■ Written request
Return each line in the source data below that contains the string "leather".

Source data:
■ ■ ■ ■ ■ ■ ■

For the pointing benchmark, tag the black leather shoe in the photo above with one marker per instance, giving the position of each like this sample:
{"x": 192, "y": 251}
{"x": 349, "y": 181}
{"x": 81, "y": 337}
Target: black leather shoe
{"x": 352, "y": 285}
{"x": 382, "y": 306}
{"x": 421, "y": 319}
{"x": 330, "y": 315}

■ ■ ■ ■ ■ ■ ■

■ Task output
For the pointing benchmark, tag the black leather shoe in the photo above with one marker per instance, giving the position of each like this sample:
Target: black leather shoe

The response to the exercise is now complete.